Reproduce every line from the one containing "Please mark the sky" through the end of the items, keeping all the wording. Scale each point coordinate by 1.25 and round to whole numbers, with halves rounded up, and leave the pictures out of your answer.

## begin Dataset entries

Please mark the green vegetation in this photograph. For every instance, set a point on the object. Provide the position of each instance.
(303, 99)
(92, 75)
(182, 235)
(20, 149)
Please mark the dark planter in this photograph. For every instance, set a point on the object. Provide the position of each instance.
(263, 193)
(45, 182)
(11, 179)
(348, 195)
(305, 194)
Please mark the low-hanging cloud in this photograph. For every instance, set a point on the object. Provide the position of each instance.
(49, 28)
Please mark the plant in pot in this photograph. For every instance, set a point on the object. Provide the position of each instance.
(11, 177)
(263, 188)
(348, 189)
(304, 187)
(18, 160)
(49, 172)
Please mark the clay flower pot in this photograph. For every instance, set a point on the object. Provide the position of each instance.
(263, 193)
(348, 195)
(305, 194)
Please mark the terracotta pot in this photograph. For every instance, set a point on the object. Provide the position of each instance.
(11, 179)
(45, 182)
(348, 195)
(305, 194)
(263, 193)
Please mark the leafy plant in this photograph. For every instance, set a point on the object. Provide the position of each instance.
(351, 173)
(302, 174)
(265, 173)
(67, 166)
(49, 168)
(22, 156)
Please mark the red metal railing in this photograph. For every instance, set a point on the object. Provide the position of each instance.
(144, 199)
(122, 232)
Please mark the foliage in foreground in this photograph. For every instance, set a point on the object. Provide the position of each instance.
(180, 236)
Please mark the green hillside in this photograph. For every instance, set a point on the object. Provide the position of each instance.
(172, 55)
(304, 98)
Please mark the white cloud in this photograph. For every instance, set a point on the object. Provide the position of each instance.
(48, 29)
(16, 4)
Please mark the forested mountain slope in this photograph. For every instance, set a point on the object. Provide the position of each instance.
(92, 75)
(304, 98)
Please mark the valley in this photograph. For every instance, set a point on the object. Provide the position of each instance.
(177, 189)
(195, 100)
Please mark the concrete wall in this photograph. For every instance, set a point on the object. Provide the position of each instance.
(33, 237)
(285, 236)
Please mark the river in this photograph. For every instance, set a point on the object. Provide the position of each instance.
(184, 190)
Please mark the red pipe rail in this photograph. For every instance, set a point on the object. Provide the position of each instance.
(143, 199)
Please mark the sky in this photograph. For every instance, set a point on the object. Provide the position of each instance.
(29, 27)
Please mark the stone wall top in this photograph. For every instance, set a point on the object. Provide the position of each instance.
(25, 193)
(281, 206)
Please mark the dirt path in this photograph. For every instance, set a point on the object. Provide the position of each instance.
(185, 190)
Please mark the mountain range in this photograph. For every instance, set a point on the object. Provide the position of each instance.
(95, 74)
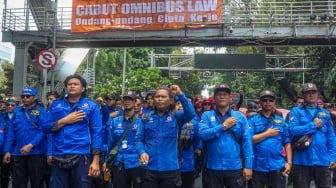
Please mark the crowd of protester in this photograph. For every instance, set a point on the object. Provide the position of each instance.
(165, 139)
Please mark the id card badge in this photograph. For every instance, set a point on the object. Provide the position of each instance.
(124, 144)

## end Dataset entries

> Final result
Please mark the sky in this photograph. For every instance, set a point on the object. Provide the position of each instance.
(36, 34)
Please mark the stone wall top in this photograph. For every instance, set a point on the object. Provide the position of each instance.
(31, 241)
(351, 258)
Please mark the dirt path in this photograph. For every instance, set a point on the object. Provide the position of each instance.
(231, 238)
Please mark the mountain range in this photograph. For every instance, set a point on the object. Provide the position of each instance.
(119, 93)
Please mark the crowd of protester in this photograph. For every instance, set a point on the object. Provide the position of each instance.
(206, 174)
Please mark the id card badge in this photograph. For every instance, set a point on the object. Provide the position of each instance.
(155, 180)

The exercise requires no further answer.